_OBJECTIVE_
Pick out each row that contains the word "blurred" and copy it.

_RECORDS PROVIDED_
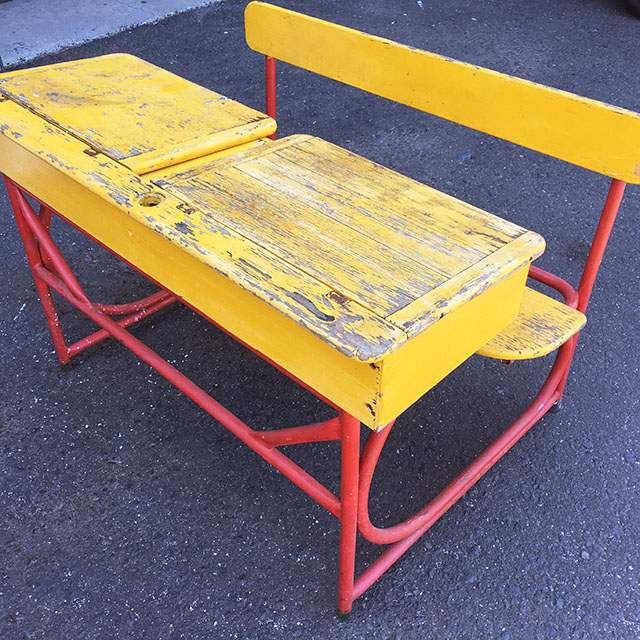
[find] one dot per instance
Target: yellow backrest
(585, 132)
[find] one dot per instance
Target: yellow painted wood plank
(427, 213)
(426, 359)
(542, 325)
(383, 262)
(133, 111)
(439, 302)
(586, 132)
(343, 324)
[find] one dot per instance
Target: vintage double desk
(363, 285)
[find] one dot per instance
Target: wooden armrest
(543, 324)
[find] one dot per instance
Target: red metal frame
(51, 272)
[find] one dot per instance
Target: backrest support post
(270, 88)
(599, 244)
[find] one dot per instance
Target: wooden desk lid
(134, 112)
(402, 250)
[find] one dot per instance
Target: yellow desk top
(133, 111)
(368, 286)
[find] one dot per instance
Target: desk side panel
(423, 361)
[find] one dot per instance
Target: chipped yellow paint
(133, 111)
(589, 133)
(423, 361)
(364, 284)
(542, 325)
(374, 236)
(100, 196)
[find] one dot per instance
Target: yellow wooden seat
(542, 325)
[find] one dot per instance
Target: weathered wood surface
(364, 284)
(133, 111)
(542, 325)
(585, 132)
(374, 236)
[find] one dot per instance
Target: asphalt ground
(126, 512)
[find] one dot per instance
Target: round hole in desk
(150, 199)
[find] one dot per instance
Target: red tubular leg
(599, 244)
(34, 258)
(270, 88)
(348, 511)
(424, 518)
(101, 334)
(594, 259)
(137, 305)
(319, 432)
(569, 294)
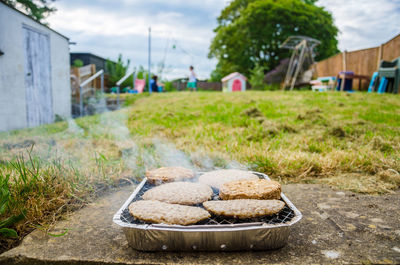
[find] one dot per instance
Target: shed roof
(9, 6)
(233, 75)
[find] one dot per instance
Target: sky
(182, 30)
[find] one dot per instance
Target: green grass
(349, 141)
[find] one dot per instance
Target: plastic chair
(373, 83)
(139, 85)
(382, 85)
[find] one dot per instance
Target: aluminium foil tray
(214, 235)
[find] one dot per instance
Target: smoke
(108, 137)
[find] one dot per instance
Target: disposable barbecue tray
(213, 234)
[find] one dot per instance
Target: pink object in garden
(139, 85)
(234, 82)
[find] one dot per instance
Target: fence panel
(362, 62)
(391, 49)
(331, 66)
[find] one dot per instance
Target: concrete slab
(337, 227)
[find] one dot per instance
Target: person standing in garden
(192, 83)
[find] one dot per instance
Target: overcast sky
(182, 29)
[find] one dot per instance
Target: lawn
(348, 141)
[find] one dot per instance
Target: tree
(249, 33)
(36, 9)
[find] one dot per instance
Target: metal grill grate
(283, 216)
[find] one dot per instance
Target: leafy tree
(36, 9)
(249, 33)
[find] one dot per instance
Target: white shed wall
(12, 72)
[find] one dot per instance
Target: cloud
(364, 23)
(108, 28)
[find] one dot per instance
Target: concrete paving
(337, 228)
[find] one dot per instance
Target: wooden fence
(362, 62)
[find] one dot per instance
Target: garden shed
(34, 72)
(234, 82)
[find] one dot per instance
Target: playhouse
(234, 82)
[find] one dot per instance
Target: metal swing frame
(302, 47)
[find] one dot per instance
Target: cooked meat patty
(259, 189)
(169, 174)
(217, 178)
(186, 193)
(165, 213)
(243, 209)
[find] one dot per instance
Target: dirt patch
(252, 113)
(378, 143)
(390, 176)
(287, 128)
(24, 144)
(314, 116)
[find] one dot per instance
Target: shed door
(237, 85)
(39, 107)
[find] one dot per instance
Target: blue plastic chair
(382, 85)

--

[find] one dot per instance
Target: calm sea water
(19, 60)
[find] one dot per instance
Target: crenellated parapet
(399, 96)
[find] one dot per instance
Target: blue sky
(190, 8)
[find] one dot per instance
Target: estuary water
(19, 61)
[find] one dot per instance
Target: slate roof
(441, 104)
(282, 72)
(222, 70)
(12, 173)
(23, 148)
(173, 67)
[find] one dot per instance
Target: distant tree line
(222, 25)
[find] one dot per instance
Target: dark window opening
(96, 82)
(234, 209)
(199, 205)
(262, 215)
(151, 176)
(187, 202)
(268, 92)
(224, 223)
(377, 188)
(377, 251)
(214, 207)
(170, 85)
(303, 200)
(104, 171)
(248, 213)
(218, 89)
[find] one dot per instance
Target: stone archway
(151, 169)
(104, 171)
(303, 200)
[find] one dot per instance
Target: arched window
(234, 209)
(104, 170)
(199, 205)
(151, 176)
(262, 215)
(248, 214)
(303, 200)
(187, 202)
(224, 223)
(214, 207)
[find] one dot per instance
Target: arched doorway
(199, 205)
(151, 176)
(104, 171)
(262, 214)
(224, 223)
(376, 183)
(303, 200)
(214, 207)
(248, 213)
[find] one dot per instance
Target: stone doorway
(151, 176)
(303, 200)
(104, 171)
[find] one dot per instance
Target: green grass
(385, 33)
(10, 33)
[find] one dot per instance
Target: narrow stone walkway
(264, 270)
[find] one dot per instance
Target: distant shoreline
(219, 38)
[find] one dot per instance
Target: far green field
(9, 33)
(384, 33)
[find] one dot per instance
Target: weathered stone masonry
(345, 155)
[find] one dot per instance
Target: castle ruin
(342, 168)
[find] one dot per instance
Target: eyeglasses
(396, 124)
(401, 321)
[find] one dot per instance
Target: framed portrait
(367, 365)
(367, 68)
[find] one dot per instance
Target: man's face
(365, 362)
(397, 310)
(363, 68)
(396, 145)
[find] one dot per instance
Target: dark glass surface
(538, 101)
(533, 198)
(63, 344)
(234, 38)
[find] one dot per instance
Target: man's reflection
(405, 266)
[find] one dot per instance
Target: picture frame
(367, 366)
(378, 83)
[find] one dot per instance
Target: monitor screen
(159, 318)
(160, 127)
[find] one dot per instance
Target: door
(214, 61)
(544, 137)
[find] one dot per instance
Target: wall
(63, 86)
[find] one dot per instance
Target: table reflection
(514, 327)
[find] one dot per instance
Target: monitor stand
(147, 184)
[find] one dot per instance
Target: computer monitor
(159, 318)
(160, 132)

==

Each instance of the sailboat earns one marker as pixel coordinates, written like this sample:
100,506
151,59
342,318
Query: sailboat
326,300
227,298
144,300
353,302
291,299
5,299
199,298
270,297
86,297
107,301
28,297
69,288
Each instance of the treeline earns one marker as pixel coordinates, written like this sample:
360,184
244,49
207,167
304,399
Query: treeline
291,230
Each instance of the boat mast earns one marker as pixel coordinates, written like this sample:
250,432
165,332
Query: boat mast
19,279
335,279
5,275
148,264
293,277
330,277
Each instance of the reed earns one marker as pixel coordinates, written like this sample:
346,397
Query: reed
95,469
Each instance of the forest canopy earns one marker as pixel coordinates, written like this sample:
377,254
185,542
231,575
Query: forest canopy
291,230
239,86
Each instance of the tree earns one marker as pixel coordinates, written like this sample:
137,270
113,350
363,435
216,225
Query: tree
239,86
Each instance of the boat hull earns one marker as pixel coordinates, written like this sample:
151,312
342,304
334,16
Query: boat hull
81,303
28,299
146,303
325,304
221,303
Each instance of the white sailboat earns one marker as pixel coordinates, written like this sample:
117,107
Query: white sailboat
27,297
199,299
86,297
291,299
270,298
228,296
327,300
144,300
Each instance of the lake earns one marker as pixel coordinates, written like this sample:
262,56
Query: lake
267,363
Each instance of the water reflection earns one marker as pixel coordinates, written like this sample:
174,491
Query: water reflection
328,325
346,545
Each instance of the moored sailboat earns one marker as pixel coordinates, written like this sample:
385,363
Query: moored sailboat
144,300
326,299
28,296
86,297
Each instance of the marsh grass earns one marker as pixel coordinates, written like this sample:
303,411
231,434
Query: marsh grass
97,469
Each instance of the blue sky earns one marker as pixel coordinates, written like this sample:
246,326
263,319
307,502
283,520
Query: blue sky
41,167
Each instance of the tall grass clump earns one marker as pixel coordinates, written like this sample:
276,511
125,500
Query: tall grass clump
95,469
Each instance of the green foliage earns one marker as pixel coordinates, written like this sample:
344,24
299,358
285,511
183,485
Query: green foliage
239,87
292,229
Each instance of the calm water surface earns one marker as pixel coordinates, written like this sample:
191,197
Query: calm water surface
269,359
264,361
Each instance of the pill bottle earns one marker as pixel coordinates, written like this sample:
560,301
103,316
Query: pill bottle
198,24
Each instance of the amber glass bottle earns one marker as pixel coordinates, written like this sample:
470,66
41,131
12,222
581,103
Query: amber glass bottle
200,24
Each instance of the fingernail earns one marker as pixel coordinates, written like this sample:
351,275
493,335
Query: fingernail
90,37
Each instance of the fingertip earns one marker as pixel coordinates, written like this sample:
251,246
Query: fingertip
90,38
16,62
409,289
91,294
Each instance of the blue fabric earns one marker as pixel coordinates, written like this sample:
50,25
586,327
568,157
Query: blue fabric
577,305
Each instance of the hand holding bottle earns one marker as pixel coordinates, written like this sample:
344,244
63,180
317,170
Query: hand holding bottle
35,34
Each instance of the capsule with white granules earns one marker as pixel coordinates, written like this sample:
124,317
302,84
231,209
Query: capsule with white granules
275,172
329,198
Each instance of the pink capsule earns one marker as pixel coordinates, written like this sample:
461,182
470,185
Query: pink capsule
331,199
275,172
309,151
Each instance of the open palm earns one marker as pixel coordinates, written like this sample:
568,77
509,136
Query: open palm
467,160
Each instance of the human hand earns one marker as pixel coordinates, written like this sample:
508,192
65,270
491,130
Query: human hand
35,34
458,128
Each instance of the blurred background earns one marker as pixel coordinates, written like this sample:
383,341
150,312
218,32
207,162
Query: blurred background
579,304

_ANSWER BELOW_
Each instance of the blurred background earns one marker as pixel coordinates, written like this sample:
Query: blurred background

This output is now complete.